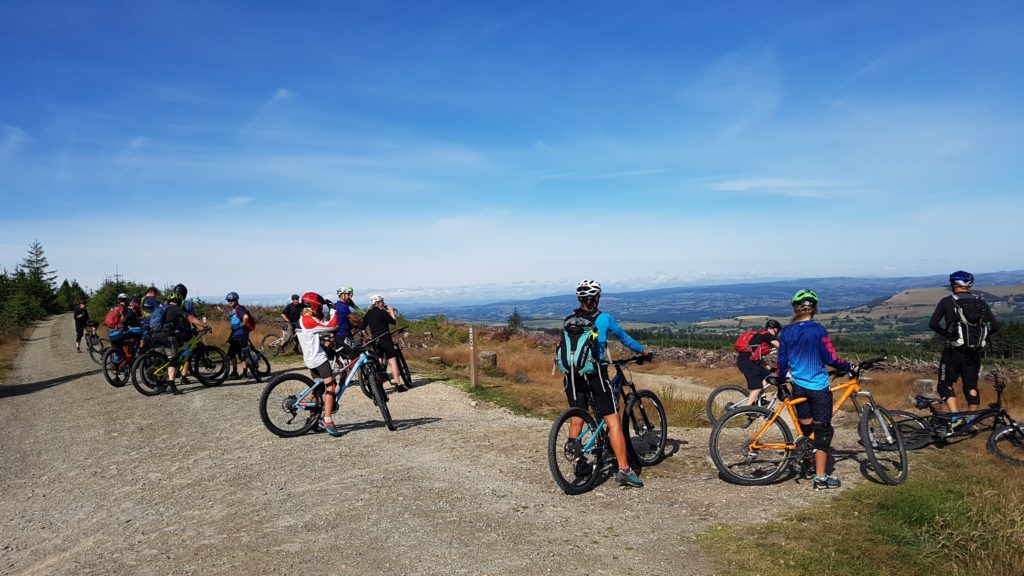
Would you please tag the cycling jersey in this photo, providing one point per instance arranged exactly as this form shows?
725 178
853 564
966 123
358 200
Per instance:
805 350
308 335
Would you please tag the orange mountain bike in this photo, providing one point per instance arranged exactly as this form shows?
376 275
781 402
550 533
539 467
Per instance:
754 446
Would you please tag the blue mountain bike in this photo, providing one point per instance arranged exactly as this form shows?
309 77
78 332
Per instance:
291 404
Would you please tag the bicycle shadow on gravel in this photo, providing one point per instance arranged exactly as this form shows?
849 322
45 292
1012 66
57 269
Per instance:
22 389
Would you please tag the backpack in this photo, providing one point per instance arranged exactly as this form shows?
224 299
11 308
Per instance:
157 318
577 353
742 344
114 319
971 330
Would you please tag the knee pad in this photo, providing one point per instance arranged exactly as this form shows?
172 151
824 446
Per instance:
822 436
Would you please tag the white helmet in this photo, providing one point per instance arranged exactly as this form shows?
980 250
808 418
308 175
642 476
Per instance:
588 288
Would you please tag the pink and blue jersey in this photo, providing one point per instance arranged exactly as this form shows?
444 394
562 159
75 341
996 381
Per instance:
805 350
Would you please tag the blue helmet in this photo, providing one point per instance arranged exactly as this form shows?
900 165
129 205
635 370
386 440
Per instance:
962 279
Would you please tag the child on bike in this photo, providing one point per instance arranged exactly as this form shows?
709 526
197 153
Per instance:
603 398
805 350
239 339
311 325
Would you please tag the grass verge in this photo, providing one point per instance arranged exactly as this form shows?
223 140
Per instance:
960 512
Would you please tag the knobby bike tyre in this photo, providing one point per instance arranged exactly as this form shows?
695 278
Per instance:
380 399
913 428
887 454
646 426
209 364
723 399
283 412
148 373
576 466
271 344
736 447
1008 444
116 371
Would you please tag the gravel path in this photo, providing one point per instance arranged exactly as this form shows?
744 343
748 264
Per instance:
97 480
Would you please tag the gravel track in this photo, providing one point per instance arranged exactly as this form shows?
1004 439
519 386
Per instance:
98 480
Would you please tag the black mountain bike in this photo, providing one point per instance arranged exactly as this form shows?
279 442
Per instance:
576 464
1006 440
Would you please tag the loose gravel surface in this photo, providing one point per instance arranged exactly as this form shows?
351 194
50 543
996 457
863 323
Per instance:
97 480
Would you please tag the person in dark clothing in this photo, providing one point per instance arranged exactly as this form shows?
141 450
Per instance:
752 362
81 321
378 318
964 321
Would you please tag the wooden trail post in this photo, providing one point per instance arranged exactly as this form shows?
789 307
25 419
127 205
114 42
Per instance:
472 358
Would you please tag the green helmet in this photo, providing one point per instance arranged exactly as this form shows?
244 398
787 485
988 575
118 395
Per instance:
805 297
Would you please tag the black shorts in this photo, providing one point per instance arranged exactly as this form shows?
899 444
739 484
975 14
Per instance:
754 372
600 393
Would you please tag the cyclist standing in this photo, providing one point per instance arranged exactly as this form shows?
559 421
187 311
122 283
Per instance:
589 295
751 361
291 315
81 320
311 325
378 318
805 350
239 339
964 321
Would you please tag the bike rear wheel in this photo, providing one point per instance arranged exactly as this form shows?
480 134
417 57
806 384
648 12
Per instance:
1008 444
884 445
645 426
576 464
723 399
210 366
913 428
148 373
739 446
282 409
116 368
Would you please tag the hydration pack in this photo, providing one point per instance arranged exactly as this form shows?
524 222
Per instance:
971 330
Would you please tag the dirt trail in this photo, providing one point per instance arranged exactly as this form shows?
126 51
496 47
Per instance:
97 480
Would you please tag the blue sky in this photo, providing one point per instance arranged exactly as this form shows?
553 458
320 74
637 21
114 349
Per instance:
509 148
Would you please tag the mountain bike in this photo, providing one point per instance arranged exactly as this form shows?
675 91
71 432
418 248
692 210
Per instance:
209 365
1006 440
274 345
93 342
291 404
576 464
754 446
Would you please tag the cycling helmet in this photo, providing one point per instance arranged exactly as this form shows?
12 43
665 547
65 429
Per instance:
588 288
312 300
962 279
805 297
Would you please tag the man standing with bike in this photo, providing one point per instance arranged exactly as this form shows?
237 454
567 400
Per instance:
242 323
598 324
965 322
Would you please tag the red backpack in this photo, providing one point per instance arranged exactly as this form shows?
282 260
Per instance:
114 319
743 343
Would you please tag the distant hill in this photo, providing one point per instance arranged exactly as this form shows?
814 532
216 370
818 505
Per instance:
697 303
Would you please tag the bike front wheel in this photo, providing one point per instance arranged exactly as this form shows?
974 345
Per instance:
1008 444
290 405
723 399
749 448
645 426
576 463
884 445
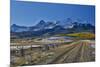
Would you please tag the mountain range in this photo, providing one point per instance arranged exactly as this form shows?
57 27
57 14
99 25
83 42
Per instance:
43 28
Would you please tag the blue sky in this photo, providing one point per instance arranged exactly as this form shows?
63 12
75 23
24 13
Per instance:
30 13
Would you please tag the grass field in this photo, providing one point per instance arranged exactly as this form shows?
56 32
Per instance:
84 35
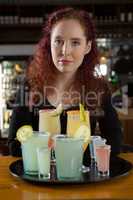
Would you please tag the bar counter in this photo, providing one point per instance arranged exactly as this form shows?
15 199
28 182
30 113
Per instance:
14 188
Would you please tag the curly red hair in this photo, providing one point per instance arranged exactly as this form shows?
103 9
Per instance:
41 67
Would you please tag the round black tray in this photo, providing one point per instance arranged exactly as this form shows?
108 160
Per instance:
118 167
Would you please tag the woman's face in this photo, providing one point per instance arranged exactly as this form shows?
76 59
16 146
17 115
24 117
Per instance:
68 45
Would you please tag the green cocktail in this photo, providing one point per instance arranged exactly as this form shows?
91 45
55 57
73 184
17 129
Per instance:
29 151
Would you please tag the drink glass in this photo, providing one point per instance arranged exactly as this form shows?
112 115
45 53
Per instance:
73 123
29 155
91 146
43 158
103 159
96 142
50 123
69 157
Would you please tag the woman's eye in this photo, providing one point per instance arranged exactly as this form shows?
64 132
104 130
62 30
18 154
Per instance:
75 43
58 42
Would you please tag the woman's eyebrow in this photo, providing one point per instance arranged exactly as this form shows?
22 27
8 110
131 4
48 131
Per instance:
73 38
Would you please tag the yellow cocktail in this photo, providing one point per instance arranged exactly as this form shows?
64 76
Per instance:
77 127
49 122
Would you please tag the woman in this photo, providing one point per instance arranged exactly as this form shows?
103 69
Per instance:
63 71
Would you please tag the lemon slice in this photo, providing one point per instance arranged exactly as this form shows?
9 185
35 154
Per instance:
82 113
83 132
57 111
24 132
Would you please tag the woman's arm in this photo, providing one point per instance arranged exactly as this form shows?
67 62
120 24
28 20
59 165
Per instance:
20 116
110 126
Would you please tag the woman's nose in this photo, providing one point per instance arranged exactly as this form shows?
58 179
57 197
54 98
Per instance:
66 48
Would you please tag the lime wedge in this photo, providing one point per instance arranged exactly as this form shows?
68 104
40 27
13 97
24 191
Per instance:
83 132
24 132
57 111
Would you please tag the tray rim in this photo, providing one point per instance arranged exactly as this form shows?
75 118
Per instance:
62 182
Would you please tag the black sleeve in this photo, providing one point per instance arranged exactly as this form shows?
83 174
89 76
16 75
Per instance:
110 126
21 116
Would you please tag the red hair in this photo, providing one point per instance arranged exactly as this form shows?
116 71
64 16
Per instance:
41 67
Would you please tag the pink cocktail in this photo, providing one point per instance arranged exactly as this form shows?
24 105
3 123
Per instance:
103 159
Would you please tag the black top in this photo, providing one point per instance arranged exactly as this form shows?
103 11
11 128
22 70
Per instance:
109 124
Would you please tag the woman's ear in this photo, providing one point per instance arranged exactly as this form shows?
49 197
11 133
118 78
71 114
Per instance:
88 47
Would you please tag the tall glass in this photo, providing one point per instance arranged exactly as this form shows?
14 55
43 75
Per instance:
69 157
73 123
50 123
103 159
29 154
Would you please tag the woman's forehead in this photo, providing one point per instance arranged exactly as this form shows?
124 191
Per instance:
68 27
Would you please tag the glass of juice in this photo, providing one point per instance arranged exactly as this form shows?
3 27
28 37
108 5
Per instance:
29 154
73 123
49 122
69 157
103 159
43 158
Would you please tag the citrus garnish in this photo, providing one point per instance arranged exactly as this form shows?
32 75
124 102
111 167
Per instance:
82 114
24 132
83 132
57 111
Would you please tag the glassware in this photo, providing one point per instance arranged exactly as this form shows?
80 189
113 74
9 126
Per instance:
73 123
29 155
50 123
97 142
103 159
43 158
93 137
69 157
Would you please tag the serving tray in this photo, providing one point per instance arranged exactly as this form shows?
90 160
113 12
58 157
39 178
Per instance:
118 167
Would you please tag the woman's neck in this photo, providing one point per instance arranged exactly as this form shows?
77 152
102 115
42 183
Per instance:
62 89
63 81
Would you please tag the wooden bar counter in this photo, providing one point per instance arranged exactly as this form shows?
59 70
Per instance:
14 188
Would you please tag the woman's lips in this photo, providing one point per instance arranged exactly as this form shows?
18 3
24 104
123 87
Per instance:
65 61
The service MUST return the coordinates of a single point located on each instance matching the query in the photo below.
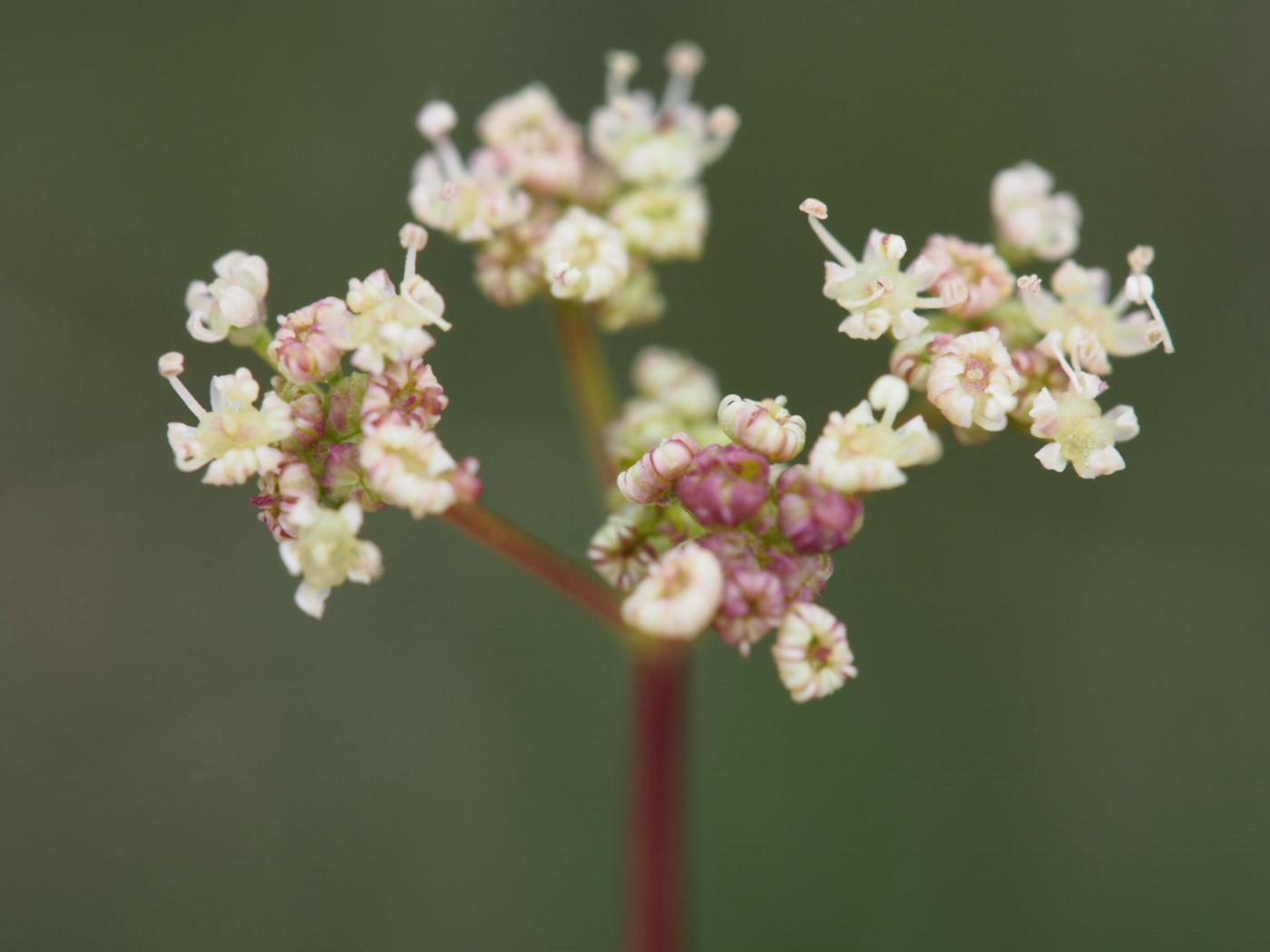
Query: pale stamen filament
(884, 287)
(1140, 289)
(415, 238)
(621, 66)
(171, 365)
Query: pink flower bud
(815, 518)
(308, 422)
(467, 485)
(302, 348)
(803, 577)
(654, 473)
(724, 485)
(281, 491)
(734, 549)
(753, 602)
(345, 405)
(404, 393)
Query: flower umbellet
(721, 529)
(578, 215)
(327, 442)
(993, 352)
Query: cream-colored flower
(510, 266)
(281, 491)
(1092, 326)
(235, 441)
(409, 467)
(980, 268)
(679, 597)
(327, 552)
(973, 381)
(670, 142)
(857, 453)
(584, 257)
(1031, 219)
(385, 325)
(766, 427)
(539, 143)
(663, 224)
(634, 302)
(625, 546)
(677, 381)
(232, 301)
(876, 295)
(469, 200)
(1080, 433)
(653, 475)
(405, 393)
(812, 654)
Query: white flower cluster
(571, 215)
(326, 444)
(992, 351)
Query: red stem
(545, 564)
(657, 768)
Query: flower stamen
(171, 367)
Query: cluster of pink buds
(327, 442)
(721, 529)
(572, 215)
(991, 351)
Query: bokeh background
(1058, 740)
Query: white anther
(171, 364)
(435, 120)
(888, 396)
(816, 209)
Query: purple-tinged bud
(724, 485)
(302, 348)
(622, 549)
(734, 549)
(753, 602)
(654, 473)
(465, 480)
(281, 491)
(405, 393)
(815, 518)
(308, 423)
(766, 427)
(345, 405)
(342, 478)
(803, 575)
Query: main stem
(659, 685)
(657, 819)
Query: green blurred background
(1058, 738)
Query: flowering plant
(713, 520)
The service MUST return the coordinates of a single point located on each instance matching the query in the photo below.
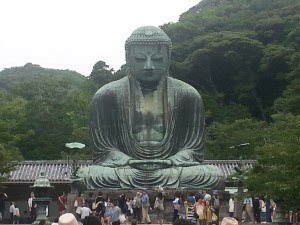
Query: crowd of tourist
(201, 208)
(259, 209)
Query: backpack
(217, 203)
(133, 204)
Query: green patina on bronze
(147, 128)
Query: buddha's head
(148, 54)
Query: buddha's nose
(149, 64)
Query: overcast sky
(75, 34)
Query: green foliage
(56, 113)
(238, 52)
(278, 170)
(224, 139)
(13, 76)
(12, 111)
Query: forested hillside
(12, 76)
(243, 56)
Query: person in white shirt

### WORK TO COMPLETE
Filter the data above, keeping only lines that include the string "grass".

### RESULT BELOW
Would you please tag the grass verge in this photo, providing one point per instance arranged exactly as this form shows?
Would you please tag the grass field in this photo, providing one point per instance arranged exactly as this form shows?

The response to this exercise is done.